Faut-il couper les roses trémières ?

La question de la taille de la rose trémière se pose souvent une fois que l’été se termine. Faut-il couper la grande tige florale après la floraison ? En réalité, cette plante ne demande pas de taille stricte pour refleurir, car la majorité des roses trémières cultivées sont bisannuelles et ne refleuriront pas une fois leur cycle accompli. En fin d’été, la hampe florale se dessèche progressivement en libérant ses graines. Si l’on souhaite favoriser le semis naturel, il est conseillé de ne pas la couper trop tôt : mieux vaut attendre que les graines soient tombées ou récoltées avant d’éliminer la tige sèche.

En revanche, pour des raisons esthétiques et sanitaires, on peut tout à fait couper les tiges fanées à l’automne. La coupe à la base des tiges sèches a l’avantage de nettoyer les massifs et d’éviter la dispersion non contrôlée des graines un peu partout au jardin. Surtout, cela limite la survie de maladies sur les débris de plantes : par exemple, le champignon de la rouille peut hiverner sur les tiges et feuilles mortes restées au sol.

_TRAVAIL À FAIRE:_
- a) Recopiez le passage du texte sur les roses trémières qui commence par les mots « Faut-il couper les » et s'achève sur « la tige sèche. ».
- b) D'après le texte sur les roses trémières, quel champignon peut hiverner sur les tiges et feuilles mortes restées au sol ?
- c) Relevez tous les avantages que le texte sur les roses trémières attribue à la coupe à la base des tiges sèches.

_DONNÉES FOURNIES:_
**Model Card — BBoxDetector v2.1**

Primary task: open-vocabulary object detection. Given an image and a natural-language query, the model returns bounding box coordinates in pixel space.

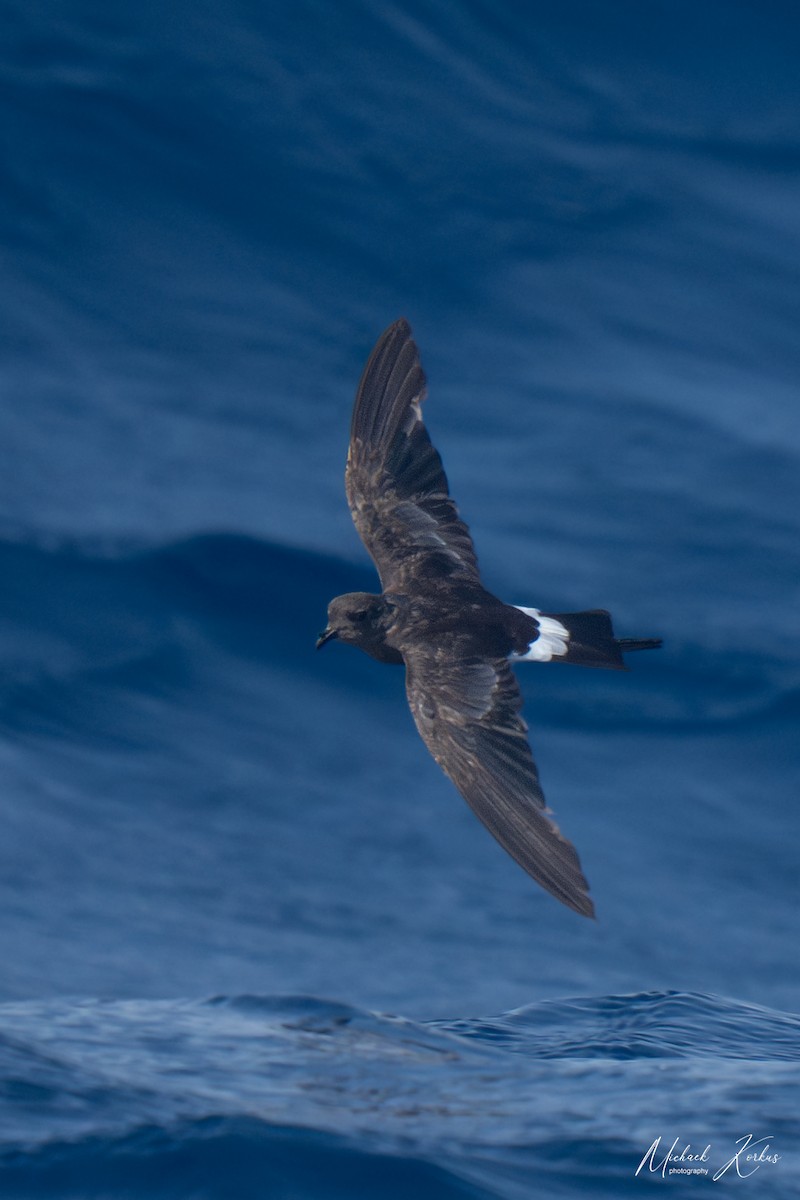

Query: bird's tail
[519,608,661,671]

_CORRIGÉ:_
- a)
Faut-il couper les roses trémières ?

La question de la taille de la rose trémière se pose souvent une fois que l’été se termine. Faut-il couper la grande tige florale après la floraison ? En réalité, cette plante ne demande pas de taille stricte pour refleurir, car la majorité des roses trémières cultivées sont bisannuelles et ne refleuriront pas une fois leur cycle accompli. En fin d’été, la hampe florale se dessèche progressivement en libérant ses graines. Si l’on souhaite favoriser le semis naturel, il est conseillé de ne pas la couper trop tôt : mieux vaut attendre que les graines soient tombées ou récoltées avant d’éliminer la tige sèche.

- b) Le champignon de la rouille.

- c)
- Nettoyer les massifs
- Éviter la dispersion non contrôlée des graines un peu partout au jardin
- Limiter la survie de maladies sur les débris de plantes